The Malawi High Commission in New Delhi opened a business centre at the South Gujarat Chamber of Commerce in Surat on 16 October 2013, aiming to boost trade and investment from India in Malawi.

==Indian foreign aid==
India dispatched 1,000 metric tonnes of rice on 9 March 2026, from Nhava Sheva Port to support the drought affected communities in Malawi because of current worsening conditions in food security in Malawi, reinforcing to commitment to food security and humanitarian assistance. This was done following the drought caused by the El Niño effect. In a social media post, Indian External Affairs' spokesperson Randhir Jaiswal said that the consignment is a reiteration of India’s continued commitment to supporting partners in the Global South and advancing the spirit of South-South cooperation.

In 2009, India provided tractors, disc harrows, heavy earth moving machinery, graders, bull dozers and other equipment worth $22.91 million to the Government of Malawi. India announced a $19.93 million project to construct cotton ginneries at Ngabu, Ngara and Balaka in 2009. The plants were opened in 2012 and transferred to the Government of Malawi. Each plant has an output of 250 bales (1 bale = 250 kg) of cotton per day. India began construction of petrol and diesel fuel storage facilities at Lilongwe, Mzuzu and Blantyre in March 2013 at a cost of $26.75 million. The facilities were commissioned and transferred to Malawi in October 2016.

# [Supplied material]
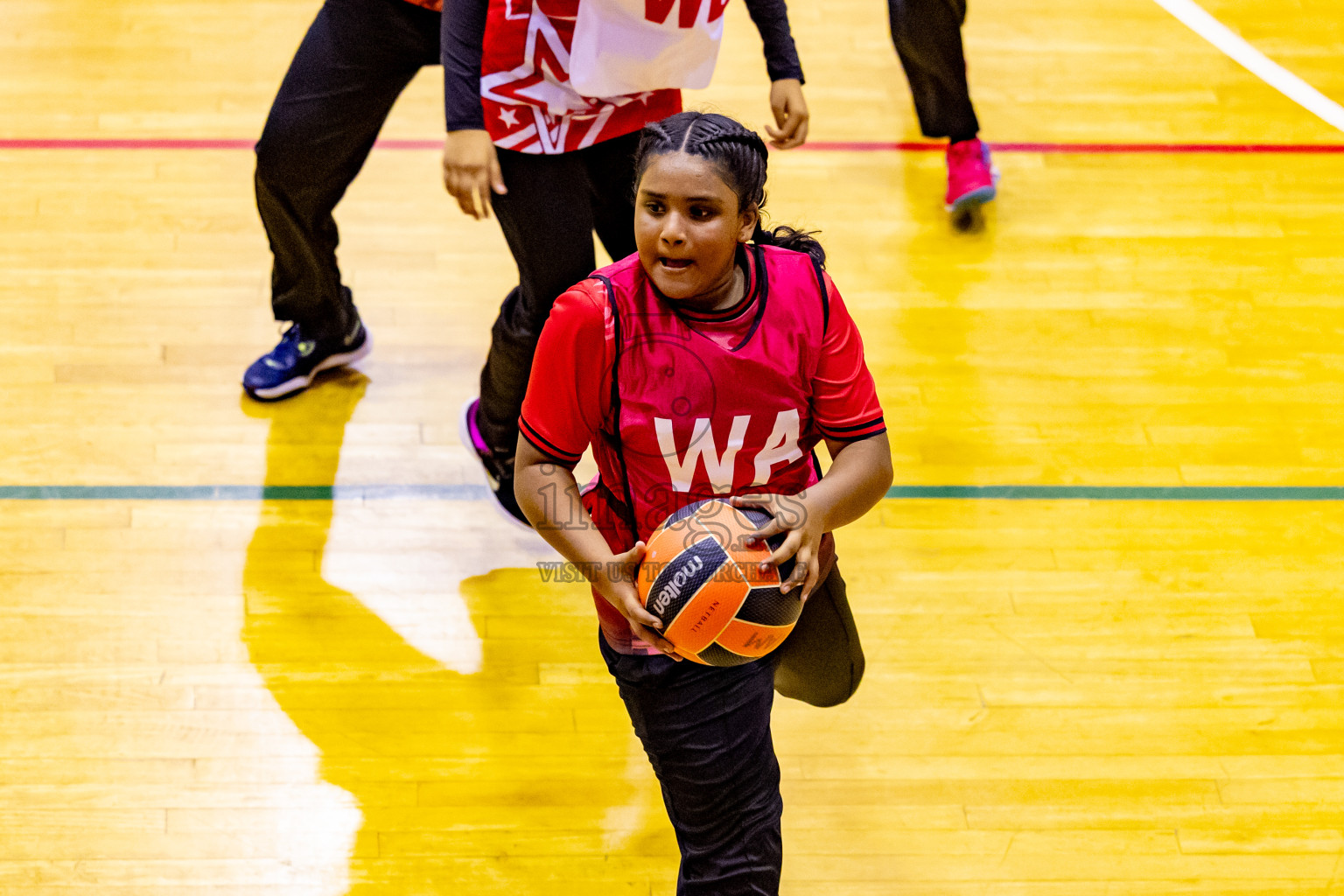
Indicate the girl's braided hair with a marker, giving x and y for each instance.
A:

# [Exercise requirements]
Copy the text about India and Malawi word for word from "In 2009, India" to "in October 2016.". The listing has no connection to the text about India and Malawi.

# [Response below]
In 2009, India provided tractors, disc harrows, heavy earth moving machinery, graders, bull dozers and other equipment worth $22.91 million to the Government of Malawi. India announced a $19.93 million project to construct cotton ginneries at Ngabu, Ngara and Balaka in 2009. The plants were opened in 2012 and transferred to the Government of Malawi. Each plant has an output of 250 bales (1 bale = 250 kg) of cotton per day. India began construction of petrol and diesel fuel storage facilities at Lilongwe, Mzuzu and Blantyre in March 2013 at a cost of $26.75 million. The facilities were commissioned and transferred to Malawi in October 2016.